DOCUMENT SECTION:
This is from the Financial Times.
There seems to be some split within the Bush administration. Bush himself never tires of repeating the tired mantra that one should never negotiate with terrorists. The other rule seems to be that one should never criticize Israel. Now Rice has criticised Israel for its plans to expand settlements and Israel itself has plans to talk to Syria and U.S. officials have praised Lebanon''s deal with Hezbollah.
US fails to toe tough Bush line on Mideast
By Daniel Dombey in Washington
Published: May 27 2008 20:48 Last updated: May 28 2008 18:37
The US has followed up President George W. Bush’s warning this month about the risks of appeasement in an unusual way. Washington has welcomed negotiations with some of the Middle Eastern actors the Bush administration most distrusts.
Last week, days after Mr Bush attacked the idea of negotiations with “terrorists and radicals” such as Hizbollah and Hamas, the US found itself congratulating the Lebanese government for a deal with Hizbollah and giving a guarded welcome to indirect talks between Israel and Syria, a state that supports both Hizbollah and Hamas.
In his speech to the Israeli Knesset, Mr Bush had appeared to compare proponents of negotiations with leaders such as Mahmoud Ahmadi-Nejad, Iran’s president, to the champions of appeasement with Nazi Germany. But in coming days Javier Solana, the European Union’s foreign policy chief, is due to present Mr Ahmadi-Nejad’s foreign minister with a formal proposal for talks between Tehran and the world’s big powers – including the US.
“Some seem to believe that we should negotiate with the terrorists and radicals, as if some ingenious argument will persuade them they have been wrong all along,” Mr Bush had said in the Knesset. “We have an obligation to call this what it is – the false comfort of appeasement.”
However, his tough rhetoric – which was interpreted as an attack on the likely Democratic presidential nominee Barack Obama – appears to be at odds with what some analysts see as Washington’s diminishing influence in the Middle East, amid rival pressures from countries in the region, European allies and even the US presidential campaign.

WORK TASK:
Please name the person the article says is due to present Mr Ahmadi-Nejad's foreign minister with a formal proposal for talks. The items come from a separate source unrelated to the article.

DATASET RECORDS:

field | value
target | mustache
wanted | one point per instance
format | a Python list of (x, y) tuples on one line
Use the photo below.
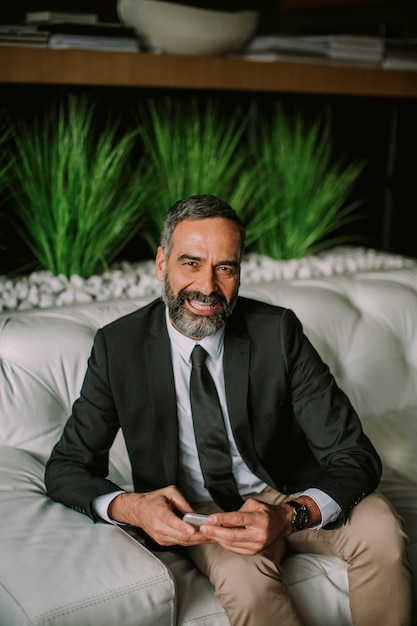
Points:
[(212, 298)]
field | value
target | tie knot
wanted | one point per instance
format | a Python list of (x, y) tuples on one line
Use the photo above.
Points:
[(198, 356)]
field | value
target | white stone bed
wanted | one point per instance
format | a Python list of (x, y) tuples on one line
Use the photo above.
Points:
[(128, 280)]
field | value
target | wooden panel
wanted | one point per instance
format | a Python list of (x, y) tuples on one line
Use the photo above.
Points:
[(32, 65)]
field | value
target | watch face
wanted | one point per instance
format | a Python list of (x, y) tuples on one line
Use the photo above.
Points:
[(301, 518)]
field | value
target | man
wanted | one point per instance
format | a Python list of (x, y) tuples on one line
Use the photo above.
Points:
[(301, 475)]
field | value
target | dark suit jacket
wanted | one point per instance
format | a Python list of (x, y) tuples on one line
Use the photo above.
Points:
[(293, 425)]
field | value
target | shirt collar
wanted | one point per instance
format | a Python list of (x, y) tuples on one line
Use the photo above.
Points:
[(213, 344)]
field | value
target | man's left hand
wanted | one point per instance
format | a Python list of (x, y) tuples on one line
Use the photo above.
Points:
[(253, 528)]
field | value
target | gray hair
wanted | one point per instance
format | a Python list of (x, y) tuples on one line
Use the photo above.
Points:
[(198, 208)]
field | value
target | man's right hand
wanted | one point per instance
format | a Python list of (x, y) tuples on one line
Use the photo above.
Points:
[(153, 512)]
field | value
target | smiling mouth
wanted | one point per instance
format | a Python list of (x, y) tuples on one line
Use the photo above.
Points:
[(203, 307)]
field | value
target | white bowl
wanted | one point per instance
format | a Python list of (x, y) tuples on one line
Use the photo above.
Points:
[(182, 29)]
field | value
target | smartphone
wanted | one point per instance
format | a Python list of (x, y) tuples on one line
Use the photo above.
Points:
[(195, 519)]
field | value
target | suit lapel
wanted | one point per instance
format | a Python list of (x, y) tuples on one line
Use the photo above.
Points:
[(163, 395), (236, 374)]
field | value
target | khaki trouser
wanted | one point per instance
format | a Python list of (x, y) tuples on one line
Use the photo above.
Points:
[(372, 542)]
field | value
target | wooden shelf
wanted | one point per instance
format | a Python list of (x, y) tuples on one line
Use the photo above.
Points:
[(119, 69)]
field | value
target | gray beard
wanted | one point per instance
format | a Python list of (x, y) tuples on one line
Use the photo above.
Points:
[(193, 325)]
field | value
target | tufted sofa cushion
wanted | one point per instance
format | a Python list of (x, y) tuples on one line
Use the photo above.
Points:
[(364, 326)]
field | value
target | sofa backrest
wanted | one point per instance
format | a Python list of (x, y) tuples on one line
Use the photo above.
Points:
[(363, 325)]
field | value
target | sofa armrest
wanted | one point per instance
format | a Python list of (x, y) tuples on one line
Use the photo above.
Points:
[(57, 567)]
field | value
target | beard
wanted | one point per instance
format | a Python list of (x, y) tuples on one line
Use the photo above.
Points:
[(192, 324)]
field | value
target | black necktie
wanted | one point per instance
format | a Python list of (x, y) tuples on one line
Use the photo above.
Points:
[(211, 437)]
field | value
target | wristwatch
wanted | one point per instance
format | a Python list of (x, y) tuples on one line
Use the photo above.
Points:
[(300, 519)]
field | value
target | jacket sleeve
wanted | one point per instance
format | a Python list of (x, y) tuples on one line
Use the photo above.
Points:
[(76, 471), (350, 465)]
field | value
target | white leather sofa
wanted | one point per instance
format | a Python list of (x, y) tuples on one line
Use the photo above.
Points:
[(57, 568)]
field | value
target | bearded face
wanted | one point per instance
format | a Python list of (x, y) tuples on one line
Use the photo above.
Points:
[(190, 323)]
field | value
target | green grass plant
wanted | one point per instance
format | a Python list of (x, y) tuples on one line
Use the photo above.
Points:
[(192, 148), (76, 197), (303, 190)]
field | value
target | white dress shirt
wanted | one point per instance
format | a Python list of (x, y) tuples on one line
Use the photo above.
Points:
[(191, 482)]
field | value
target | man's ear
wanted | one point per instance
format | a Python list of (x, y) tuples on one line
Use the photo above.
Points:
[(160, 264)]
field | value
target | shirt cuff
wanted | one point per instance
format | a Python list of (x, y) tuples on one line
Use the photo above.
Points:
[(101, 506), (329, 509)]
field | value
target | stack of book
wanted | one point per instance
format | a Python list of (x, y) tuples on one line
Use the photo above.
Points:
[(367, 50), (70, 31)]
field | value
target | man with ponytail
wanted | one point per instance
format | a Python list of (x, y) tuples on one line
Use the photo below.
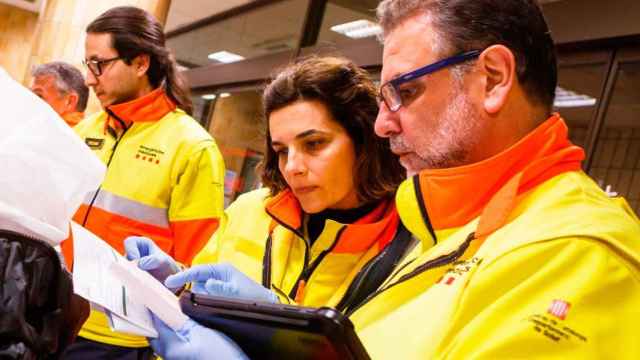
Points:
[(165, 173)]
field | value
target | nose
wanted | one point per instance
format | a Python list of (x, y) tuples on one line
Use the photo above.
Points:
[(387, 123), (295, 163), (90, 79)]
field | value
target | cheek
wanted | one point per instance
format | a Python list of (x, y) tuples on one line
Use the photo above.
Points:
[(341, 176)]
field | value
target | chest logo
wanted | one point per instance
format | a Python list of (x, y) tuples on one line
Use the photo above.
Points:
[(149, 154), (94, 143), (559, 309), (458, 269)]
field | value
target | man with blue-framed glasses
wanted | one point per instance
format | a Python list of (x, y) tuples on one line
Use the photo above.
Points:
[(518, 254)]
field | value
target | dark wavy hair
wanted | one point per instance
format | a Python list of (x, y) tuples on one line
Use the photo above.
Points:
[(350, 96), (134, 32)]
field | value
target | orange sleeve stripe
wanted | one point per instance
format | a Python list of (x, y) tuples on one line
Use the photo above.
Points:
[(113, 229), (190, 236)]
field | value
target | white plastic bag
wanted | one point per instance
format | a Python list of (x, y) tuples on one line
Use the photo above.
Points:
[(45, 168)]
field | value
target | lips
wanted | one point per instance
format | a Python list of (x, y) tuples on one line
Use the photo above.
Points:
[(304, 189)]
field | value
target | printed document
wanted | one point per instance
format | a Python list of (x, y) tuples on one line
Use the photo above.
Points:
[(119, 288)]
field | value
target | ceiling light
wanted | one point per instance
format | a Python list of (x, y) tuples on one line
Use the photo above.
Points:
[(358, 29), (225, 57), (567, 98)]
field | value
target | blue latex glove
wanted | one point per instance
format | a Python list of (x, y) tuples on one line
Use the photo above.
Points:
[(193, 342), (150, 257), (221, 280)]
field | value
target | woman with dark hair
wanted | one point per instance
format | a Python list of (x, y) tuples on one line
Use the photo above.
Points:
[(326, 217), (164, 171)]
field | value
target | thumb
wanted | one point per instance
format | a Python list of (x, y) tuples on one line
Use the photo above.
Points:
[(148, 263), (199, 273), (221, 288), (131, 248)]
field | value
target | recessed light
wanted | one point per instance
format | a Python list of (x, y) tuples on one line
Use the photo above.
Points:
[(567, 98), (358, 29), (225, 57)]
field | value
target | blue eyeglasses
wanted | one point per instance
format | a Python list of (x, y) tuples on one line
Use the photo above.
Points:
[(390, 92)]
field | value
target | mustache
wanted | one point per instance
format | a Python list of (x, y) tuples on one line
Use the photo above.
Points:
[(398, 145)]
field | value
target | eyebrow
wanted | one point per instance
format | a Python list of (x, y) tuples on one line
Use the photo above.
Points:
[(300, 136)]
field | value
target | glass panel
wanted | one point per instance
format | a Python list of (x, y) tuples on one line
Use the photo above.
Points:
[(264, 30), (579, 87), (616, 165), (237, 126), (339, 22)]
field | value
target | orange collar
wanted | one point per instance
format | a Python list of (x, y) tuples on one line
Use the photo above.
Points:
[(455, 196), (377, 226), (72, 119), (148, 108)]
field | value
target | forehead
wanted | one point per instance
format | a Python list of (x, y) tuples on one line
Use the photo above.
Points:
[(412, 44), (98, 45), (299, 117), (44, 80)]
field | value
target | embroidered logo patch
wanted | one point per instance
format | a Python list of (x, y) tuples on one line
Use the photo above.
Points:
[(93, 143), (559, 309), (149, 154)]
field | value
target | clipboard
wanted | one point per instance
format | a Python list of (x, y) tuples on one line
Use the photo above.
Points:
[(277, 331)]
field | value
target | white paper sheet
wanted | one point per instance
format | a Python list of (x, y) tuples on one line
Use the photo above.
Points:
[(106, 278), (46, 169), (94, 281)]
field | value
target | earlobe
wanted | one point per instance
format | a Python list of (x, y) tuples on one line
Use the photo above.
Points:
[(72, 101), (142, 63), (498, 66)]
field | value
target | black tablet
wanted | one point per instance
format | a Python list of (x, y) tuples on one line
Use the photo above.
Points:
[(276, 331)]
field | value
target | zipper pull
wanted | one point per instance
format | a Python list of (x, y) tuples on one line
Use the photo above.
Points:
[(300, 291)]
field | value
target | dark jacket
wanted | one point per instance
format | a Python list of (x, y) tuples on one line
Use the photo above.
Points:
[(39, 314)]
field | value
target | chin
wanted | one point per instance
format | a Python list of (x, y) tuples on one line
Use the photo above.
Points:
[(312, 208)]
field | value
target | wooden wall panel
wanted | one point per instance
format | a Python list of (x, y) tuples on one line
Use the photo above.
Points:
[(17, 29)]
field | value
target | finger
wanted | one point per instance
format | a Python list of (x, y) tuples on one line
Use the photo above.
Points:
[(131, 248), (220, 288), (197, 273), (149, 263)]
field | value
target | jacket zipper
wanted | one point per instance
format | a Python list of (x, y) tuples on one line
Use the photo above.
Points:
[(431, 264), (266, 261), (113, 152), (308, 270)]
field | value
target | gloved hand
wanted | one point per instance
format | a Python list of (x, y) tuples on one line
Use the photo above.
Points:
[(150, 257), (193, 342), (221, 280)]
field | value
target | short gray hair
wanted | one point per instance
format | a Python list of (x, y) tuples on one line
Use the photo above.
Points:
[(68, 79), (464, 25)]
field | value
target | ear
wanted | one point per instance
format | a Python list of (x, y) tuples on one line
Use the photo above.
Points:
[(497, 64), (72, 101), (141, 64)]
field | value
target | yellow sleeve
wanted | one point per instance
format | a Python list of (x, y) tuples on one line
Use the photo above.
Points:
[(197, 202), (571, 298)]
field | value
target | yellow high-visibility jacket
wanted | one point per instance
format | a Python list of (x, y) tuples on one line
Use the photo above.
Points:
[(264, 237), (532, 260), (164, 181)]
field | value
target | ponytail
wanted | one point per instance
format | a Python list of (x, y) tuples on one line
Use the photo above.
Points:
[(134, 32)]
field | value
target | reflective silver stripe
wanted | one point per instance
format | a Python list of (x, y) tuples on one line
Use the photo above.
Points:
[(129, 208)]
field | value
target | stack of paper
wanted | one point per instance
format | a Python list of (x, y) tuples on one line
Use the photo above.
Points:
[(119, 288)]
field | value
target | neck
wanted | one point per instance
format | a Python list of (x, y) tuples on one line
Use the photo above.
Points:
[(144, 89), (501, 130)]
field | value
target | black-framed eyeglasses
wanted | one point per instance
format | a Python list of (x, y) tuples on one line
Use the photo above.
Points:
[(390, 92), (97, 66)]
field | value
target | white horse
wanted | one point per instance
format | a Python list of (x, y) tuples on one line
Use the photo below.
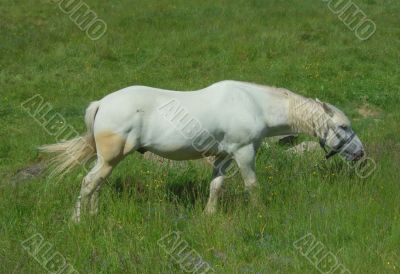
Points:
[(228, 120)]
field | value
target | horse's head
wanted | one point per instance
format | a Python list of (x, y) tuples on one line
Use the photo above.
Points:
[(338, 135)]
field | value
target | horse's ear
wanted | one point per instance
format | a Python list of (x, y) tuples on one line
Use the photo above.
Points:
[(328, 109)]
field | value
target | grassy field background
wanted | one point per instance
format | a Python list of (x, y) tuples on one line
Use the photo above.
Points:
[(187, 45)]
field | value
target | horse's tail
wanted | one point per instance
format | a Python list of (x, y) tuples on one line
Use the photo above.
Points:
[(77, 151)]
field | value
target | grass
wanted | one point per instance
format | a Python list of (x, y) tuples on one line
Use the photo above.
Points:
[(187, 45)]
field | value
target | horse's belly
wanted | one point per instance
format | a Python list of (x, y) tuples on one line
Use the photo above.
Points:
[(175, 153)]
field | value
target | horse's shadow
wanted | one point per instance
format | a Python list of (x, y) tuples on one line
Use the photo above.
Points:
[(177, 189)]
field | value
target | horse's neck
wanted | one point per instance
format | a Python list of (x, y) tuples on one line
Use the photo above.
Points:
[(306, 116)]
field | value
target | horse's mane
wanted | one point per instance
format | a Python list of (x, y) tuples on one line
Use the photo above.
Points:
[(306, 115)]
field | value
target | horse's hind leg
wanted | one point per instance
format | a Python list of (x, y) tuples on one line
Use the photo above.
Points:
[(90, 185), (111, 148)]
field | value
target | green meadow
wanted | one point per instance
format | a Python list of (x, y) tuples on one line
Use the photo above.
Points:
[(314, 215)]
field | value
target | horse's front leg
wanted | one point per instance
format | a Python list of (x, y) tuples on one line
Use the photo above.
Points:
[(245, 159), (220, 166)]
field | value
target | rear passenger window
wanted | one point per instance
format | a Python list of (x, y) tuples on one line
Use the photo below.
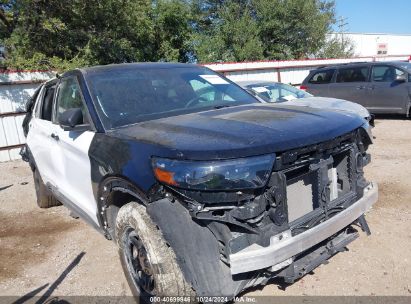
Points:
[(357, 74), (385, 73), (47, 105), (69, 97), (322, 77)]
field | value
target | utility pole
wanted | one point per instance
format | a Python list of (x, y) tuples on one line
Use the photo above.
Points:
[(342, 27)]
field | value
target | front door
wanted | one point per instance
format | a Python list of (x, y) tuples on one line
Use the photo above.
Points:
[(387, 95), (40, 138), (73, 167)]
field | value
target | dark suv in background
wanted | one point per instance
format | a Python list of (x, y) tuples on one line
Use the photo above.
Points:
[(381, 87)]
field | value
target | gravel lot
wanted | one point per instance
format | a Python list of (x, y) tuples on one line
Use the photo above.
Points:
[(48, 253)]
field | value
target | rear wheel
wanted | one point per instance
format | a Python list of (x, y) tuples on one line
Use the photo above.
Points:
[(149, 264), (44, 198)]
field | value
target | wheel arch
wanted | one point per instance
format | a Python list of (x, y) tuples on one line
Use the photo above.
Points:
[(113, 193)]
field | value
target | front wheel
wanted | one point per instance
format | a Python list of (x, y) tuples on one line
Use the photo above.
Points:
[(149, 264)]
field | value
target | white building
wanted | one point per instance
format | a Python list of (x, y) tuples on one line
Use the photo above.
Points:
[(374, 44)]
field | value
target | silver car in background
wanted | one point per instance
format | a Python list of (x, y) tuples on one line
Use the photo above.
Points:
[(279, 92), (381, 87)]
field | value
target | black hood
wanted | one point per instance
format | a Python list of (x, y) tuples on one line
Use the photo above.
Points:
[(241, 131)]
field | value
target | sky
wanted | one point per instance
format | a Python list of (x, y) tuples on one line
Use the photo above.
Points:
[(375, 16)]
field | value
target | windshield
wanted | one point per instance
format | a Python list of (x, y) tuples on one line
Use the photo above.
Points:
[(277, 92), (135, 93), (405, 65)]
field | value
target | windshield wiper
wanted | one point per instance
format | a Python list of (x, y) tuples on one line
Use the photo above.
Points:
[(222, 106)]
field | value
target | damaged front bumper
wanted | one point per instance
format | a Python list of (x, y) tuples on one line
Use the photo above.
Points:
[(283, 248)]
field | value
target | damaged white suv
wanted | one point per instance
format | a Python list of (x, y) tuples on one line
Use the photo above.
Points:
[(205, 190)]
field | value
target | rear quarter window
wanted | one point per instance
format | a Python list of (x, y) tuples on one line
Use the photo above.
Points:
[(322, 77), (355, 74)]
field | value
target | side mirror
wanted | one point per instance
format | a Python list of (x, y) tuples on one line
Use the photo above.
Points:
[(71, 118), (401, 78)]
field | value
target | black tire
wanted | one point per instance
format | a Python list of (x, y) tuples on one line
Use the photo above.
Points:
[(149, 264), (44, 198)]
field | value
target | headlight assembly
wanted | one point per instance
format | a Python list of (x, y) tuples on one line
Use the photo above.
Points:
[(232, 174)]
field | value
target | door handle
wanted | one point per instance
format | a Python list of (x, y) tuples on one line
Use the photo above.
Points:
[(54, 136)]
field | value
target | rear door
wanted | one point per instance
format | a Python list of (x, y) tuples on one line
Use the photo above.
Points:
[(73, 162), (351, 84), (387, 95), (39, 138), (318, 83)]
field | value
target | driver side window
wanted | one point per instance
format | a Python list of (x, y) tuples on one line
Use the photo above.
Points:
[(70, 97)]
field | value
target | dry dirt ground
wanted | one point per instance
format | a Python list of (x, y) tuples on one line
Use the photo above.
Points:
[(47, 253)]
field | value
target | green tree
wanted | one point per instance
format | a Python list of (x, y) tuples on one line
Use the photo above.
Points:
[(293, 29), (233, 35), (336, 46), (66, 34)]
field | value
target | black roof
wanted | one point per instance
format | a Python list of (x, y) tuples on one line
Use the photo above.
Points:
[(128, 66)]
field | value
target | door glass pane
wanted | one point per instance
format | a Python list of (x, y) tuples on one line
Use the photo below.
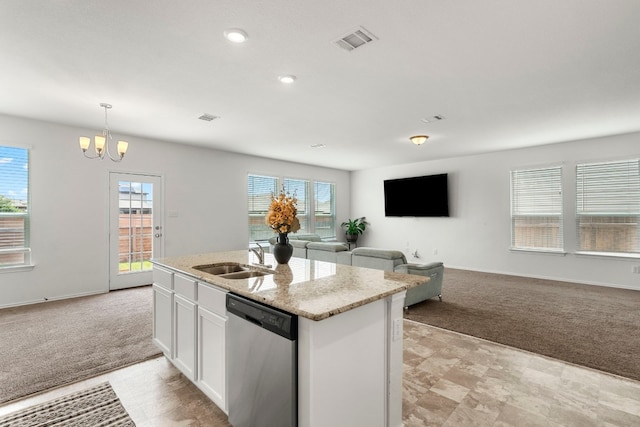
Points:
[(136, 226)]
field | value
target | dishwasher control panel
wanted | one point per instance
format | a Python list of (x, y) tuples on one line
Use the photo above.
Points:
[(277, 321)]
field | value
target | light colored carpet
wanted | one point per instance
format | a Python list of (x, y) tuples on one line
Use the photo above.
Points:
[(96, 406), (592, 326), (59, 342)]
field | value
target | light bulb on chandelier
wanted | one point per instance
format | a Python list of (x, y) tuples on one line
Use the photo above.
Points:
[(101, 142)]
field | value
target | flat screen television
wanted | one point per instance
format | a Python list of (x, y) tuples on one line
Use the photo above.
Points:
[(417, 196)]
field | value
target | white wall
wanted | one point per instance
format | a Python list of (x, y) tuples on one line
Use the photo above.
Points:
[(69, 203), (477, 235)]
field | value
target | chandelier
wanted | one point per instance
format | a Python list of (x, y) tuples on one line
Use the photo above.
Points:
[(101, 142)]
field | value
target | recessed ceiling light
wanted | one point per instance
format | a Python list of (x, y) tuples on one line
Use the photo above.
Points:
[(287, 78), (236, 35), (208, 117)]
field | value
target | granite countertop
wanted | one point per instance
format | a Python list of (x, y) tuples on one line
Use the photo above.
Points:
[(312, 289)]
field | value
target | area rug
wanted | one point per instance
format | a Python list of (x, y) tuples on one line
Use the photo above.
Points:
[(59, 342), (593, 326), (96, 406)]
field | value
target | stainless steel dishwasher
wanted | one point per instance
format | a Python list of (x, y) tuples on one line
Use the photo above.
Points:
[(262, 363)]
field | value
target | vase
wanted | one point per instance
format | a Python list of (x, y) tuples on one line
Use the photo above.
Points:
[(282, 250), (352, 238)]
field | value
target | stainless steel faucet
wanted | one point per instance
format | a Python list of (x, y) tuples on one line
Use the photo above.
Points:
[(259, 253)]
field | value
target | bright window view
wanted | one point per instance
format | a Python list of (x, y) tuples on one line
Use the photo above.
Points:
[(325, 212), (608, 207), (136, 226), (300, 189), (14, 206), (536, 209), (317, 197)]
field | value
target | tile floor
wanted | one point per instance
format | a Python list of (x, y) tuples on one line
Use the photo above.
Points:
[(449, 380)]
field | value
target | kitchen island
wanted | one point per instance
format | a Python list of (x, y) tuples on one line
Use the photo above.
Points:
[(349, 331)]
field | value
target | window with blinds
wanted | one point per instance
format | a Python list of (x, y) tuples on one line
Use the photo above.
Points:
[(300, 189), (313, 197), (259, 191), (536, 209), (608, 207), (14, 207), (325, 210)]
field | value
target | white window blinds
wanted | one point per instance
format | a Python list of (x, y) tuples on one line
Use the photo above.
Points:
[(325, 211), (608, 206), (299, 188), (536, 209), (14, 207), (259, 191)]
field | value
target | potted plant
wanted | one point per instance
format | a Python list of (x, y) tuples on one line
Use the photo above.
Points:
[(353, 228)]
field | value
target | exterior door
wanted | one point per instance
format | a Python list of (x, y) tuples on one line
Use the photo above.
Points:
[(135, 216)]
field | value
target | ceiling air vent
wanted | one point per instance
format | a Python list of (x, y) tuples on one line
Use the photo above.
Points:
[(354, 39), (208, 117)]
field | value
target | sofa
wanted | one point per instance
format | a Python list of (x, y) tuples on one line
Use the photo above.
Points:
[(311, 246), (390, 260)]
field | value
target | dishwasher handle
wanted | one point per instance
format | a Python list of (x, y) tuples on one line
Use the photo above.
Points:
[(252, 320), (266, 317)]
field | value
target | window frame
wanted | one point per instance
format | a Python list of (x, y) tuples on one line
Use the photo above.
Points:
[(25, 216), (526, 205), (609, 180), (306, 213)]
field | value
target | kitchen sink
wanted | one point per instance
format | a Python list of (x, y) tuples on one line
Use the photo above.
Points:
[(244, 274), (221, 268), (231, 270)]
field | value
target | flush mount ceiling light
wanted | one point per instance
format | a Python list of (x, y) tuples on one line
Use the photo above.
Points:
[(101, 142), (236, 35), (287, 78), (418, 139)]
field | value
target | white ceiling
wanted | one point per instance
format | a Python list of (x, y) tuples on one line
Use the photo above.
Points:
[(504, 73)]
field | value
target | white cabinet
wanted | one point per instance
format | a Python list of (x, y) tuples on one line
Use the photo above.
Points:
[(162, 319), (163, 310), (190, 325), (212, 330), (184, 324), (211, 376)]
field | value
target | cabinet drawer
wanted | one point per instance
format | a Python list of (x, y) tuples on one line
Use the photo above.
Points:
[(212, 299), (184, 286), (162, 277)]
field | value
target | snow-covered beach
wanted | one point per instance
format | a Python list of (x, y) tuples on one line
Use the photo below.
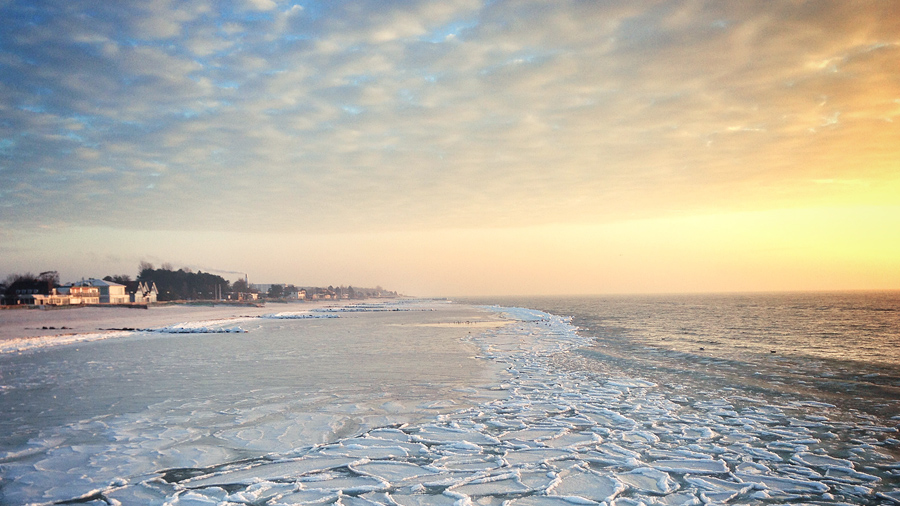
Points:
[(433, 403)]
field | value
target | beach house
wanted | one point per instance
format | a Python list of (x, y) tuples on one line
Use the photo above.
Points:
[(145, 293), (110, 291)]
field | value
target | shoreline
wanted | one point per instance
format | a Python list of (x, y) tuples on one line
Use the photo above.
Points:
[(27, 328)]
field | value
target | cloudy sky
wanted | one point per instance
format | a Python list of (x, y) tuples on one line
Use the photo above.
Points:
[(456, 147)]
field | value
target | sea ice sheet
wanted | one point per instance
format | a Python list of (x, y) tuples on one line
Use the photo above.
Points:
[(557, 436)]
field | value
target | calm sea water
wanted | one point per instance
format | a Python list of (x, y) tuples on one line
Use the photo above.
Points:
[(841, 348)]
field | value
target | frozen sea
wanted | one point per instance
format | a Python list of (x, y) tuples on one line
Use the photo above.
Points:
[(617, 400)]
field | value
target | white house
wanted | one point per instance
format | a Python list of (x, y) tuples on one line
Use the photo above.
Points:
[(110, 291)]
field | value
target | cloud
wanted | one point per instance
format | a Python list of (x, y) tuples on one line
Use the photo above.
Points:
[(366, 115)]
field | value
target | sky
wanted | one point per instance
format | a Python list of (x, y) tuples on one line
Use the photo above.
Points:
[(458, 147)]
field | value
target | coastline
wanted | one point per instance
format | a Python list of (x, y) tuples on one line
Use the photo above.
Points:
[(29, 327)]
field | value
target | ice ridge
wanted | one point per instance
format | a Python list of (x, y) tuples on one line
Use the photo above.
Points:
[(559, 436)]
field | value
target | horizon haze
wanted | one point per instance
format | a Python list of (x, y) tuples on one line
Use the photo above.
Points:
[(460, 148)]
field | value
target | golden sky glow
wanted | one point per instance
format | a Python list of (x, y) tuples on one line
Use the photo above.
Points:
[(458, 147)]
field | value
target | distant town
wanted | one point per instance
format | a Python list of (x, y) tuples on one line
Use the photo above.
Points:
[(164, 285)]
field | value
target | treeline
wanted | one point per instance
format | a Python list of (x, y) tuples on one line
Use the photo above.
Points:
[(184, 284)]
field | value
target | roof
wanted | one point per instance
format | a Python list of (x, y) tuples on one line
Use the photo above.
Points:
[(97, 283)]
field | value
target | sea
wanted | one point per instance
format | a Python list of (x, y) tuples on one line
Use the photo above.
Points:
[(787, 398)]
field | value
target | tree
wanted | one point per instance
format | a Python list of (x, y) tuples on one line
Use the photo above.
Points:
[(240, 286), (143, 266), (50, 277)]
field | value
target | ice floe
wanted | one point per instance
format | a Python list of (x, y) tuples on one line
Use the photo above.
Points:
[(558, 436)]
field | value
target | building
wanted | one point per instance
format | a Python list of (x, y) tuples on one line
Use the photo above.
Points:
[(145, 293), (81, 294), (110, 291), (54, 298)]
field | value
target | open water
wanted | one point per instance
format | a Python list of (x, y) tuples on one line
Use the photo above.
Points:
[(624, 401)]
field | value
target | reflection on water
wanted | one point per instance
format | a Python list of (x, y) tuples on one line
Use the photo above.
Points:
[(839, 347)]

ANSWER AREA:
Javier Solana, the European Union's foreign policy chief.